== What you have to do ==
Write each line out again exactly as written.

--- Begin ---

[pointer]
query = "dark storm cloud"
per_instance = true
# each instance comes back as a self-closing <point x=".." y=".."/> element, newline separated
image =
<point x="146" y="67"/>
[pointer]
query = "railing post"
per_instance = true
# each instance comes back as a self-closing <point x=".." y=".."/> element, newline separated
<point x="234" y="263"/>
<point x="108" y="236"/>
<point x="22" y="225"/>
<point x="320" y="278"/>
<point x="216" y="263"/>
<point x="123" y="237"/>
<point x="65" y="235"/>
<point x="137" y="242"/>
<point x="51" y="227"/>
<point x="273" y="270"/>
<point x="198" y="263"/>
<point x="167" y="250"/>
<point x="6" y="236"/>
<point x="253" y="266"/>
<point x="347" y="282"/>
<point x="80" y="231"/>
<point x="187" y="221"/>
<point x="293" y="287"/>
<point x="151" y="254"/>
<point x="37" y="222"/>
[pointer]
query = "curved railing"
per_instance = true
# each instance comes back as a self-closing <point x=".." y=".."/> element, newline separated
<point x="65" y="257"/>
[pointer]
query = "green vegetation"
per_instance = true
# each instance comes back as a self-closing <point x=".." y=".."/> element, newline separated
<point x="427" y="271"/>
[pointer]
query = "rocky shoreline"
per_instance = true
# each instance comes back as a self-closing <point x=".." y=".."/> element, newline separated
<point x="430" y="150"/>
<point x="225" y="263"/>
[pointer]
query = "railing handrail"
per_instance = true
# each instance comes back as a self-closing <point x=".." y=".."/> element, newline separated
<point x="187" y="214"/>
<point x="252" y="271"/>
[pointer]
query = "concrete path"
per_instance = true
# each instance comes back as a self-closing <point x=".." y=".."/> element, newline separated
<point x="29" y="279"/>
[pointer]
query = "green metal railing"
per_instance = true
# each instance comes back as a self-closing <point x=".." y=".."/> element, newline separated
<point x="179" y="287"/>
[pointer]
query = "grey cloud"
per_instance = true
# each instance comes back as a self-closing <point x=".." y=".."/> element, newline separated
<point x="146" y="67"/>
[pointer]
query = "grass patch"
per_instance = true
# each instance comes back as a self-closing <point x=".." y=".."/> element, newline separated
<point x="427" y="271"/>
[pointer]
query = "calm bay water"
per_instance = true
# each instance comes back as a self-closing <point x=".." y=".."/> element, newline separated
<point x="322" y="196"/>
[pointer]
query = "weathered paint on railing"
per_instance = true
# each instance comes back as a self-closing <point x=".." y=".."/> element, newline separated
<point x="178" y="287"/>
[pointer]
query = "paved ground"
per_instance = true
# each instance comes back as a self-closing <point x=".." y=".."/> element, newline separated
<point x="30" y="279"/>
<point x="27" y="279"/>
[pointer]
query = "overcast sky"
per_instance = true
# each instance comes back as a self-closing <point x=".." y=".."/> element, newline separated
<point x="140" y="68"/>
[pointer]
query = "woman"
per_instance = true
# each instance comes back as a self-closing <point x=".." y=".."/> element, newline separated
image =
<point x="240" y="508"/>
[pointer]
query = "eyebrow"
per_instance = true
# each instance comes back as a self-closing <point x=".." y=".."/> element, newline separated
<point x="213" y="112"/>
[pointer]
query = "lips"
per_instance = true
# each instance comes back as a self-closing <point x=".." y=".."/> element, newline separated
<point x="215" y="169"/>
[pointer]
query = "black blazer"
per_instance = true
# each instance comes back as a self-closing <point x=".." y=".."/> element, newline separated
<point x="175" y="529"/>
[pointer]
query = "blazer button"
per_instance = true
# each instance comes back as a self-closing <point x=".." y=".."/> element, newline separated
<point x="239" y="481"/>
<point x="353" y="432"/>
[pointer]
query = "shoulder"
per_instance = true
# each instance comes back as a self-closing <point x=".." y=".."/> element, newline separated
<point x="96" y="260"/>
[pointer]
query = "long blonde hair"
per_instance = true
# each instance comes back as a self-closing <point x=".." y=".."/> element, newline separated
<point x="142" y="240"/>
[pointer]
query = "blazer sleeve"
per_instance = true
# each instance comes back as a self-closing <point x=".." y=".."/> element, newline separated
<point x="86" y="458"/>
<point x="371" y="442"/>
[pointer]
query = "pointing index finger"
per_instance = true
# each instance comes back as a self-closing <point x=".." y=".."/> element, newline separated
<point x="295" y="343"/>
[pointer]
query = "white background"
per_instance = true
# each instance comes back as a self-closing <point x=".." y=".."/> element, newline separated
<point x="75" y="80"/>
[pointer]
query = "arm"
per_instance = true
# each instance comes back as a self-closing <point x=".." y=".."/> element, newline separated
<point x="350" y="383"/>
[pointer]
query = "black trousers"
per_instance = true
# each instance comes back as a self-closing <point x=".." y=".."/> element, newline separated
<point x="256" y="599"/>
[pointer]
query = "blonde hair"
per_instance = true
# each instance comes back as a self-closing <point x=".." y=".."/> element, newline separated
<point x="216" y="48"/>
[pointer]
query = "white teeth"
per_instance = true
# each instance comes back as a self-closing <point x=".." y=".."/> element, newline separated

--- End ---

== Solution to this problem ==
[pointer]
query = "dark storm cloud"
per_instance = true
# each instance comes back as a self-closing <point x=".." y=".."/> element, newline separated
image =
<point x="146" y="67"/>
[pointer]
query = "railing post"
per_instance = true
# each instance comes back as a self-closing <point x=".." y=".."/> element, newline separated
<point x="234" y="263"/>
<point x="108" y="236"/>
<point x="22" y="225"/>
<point x="320" y="278"/>
<point x="216" y="263"/>
<point x="123" y="237"/>
<point x="65" y="235"/>
<point x="137" y="242"/>
<point x="51" y="227"/>
<point x="273" y="270"/>
<point x="198" y="263"/>
<point x="167" y="250"/>
<point x="6" y="236"/>
<point x="253" y="266"/>
<point x="347" y="282"/>
<point x="80" y="231"/>
<point x="187" y="221"/>
<point x="293" y="287"/>
<point x="151" y="254"/>
<point x="37" y="222"/>
[pointer]
query = "curved railing"
per_instance = true
# each instance comes back as a self-closing <point x=".." y=".."/> element, newline separated
<point x="65" y="257"/>
[pointer]
query = "green vegetation"
per_instance = true
# each instance comes back as a self-closing <point x=".." y=".."/> element, newline separated
<point x="427" y="271"/>
[pointer]
query = "rocky shoreline"
per_instance = true
# each instance comes back as a self-closing <point x=".." y=".."/> element, newline separated
<point x="430" y="150"/>
<point x="225" y="263"/>
[pointer]
query = "railing handrail"
per_instance = true
# each instance comes back as a self-closing <point x=".." y=".."/> element, newline separated
<point x="187" y="214"/>
<point x="252" y="271"/>
[pointer]
query = "concrete path"
per_instance = true
# each instance comes back as a self-closing <point x=".." y=".."/> element, newline separated
<point x="29" y="279"/>
[pointer]
query = "green metal railing"
per_instance = true
# each instance comes back as a self-closing <point x=".." y=".."/> element, newline separated
<point x="179" y="287"/>
[pointer]
query = "grey cloud"
per_instance = true
# each instance comes back as a self-closing <point x=".." y=".."/> element, newline separated
<point x="146" y="67"/>
[pointer]
query = "grass patch"
per_instance = true
# each instance comes back as a self-closing <point x=".." y=".."/> element, newline separated
<point x="427" y="271"/>
[pointer]
query = "calm bay water"
per_instance = true
# each instance comes back as a self-closing <point x=".." y=".."/> element, newline separated
<point x="322" y="196"/>
[pointer]
query = "weathered paint on railing"
per_instance = true
# each instance comes back as a self-closing <point x=".." y=".."/> element, newline separated
<point x="178" y="287"/>
[pointer]
query = "paved ground"
per_instance = true
# each instance comes back as a self-closing <point x=".." y=".."/> element, newline separated
<point x="30" y="279"/>
<point x="27" y="279"/>
[pointer]
query = "overcast sky"
per_instance = true
# each instance comes back as a self-closing <point x=".." y=".."/> element, newline separated
<point x="140" y="68"/>
[pointer]
query = "woman"
per_instance = true
# each instance comes back as a self-closing <point x=".." y=".."/> element, newline separated
image =
<point x="240" y="508"/>
[pointer]
query = "eyebrow"
per_instance = true
# each instance comes back as a self-closing <point x=".." y=".."/> element, newline separated
<point x="213" y="112"/>
[pointer]
query = "lips"
per_instance = true
# each instance comes back as a self-closing <point x=".." y=".."/> element, newline separated
<point x="215" y="169"/>
[pointer]
query = "black blazer"
per_instance = true
# each instance comes back as a self-closing <point x=".." y=".."/> element, newline separated
<point x="175" y="529"/>
[pointer]
query = "blazer button"
per_instance = true
# each instance comes back as a self-closing <point x=".." y=".."/> element, newline separated
<point x="239" y="481"/>
<point x="353" y="432"/>
[pointer]
query = "shoulder"
per_instance = true
# each instance comes back as a self-closing <point x=".." y=".."/> element, newline separated
<point x="96" y="260"/>
[pointer]
query = "long blonde hair"
per_instance = true
# each instance comes back as a self-closing <point x=".." y=".."/> element, newline separated
<point x="142" y="240"/>
[pointer]
query = "blazer sleeve"
per_instance = true
# each instance comes back as a self-closing <point x=".." y=".."/> element, newline separated
<point x="86" y="458"/>
<point x="371" y="442"/>
[pointer]
query = "pointing index finger"
per_instance = true
# each instance comes back as a self-closing <point x=".." y=".."/> element, newline separated
<point x="295" y="343"/>
[pointer]
query = "white background"
per_instance = true
# each instance comes back as a self-closing <point x=".." y=".."/> element, newline separated
<point x="75" y="80"/>
[pointer]
query = "arm"
per_instance = true
# each instance comes back as a self-closing <point x=".." y=".."/> element, newline separated
<point x="350" y="383"/>
[pointer]
query = "black trousers"
per_instance = true
# each instance comes back as a self-closing <point x=".." y=".."/> element, newline separated
<point x="256" y="599"/>
[pointer]
query = "blonde hair"
per_instance = true
# each instance comes back as a self-closing <point x=".." y=".."/> element, newline separated
<point x="216" y="48"/>
[pointer]
query = "white teeth"
per_instance = true
# each instance comes back as a self-closing <point x=".." y=".."/> element, newline separated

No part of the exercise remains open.